• **Document excerpt**:

....

Although plaintiff's interest in reputation does not rise to the level of a "liberty" or "property" interest protected by the due process clause, Boyanowski, 215 F.3d at 401, plaintiff does have an interest in removing any improper tarnish to his reputation caused by false allegations of theft and he has an interest in improving his prospects of securing future employment as a law enforcement officer. Graham, 402 F.3d at 146. These common law interests are "genuine and weighty" and provide a measurable interest under the first prong of the Matthews analysis.

In considering the second prong of Matthews, the process which plaintiff received during the course of defendant's investigation into the allegations against him must be taken into account, as well as the "probable value, if any, of additional or substitute procedural safeguards." Matthews, 424 U.S. at 335. Plaintiff does not specifically point to any evidence or expressly assert that his ability to refute the allegations against him was improperly suppressed or unfairly hindered by defendant. In deed, plaintiff admits that he was given an opportunity to provide a response to the allegations against him and was able to provide any evidence or other information pertinent to the investigation. Plaintiff did not request a name-clearing hearing during the course of the investigation nor did he publicly protest or complain about the process being employed by defendant. Consequently, it follows that plaintiff was provided with the ability to present evidence and to participate in the investigation arising from the allegations leveled against him.

In contrast, the "probable value" of mandating a name-clearing hearing whenever a municipal officer is charged with impropriety -- where no name-clearing hearing or similar procedure has been requested -- would add only minimal protection over the procedures already being employed at great administrative expense. The occurrence of a name-clearing hearing where one has not been requested would merely add additional steps to the investigative process and enhance media coverage of the matter. Such a requirement could well be detrimental to a fair number of employees who specifically have not requested such a hearing, and the government would be burdened by having to invest additional time and resources in conducting what would often times be an ordinary and straightforward investigation.

Finally, defendant has a strong interest in preserving the ability of its officials to make personnel decisions and to disseminate the grounds for its actions. Graham, 402 F.3d at 147. The government also has an interest in conserving public resources. Id.

....

• **Information provided**:
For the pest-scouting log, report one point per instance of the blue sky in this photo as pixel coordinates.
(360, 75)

....

• **Set tasks**:
1 > Translate this sentence from the court opinion excerpt into Spanish: "These common law interests are "genuine and weighty" and provide a measurable interest under the first prong of the Matthews analysis."
2 > In the court opinion excerpt, condense the paragraph beginning "In contrast, the "probable value"" into a short bulleted list that keeps its main points.
3 > Continue the court opinion excerpt from the point where it stops.

• **The answers**:
1 > Estos intereses del common law son «genuinos y de peso» y constituyen un interés apreciable conforme al primer criterio del análisis de Matthews.

2 >
- Requiring a name-clearing hearing whenever a municipal officer is charged with impropriety, when none has been requested, would add only minimal protection over procedures already used at great administrative expense.
- An unrequested hearing would add steps to the investigation and increase media coverage.
- It could harm many employees who specifically did not ask for such a hearing.
- The government would have to spend more time and resources on what would often be an ordinary, straightforward investigation.

3 >
Balancing the interests and factors involved leads to the conclusion that a name-clearing hearing is not required as a matter of course whenever a municipality terminates one of its officers based on a charge of impropriety. Plaintiff no doubt has a genuine interest in his reputation and ability to earn a livelihood. But he was not denied an opportunity to participate in the investigation or provide any evidence that he had to offer. Plaintiff did not request a name-clearing hearing or any similar process during the course of the investigation. Under these circumstances the governmental interests in making personnel decisions in the public interest, communicating those decisions to the public, conserving public resources, and utilizing the post-depravation procedures available under state law outweigh the need for a name-clearing hearing as a matter of course under the specific circumstances presented. Consequently, plaintiff's due process claim based on the defendant's failure to provide a name-clearing hearing as a matter of course cannot proceed further.

Plaintiff also has failed to present sufficient evidence to support an equal protection violation. Plaintiff's allegations that he may proceed as a "class of one" on the ground that he has been intentionally treated differently from others similarly situated falls short of the mark.

An individual may pursue an equal protection claim as a "class of one" where competent evidence supports a finding that he or she has been intentionally treated differently from others similarly situated and there is no rationale basis for the difference in treatment. Village of Willow brook v. Olech, 528 U.S. 564 (2000). Such an approach is consistent with the purpose of the Equal Protection Clause, which "is to secure every person within the State's jurisdiction against intentional and arbitrary discrimination, whether occasioned by express terms of a statute or by its improper execution through duly constituted agents." Id. (quoting Sioux City Bridge Co. v. Dakota County, 260 U.S. 441, 445 (1923)).

Plaintiff has failed to present competent evidence to support a finding that a comparable group of similarly situated employees were treated differently. Plaintiff argues that all county employees are similarly situated. But this argument lacks merit. In employment cases a plaintiff "cannot selectively choose a comparator" amid a sea of employees who are otherwise treated equally with the plaintiff, but instead must point to evidence that is probative of unequal treatment motivated by discriminatory animus. Simpson v. Kay Jewelers, 142 F.3d 639, 645-47 (3d Cir. 1998). Plaintiff has failed to proffer evidence that other high level officers of defendant were treated differently under circumstances that were substantially similar to those leading to plaintiff's termination. Merely asserting that other employees were not terminated when an allegation of impropriety had been raised is nothing more than a vague generalization. Without concrete evidence to consider whether comparable classes can be drawn from a group of similarly situated employees who were treated differently, no meaningful Equal Protection Clause analysis can be undertaken. Furthermore, merely branding a single decision as arbitrary and irrational does not overcome this shortcoming in plaintiff's proffered proof.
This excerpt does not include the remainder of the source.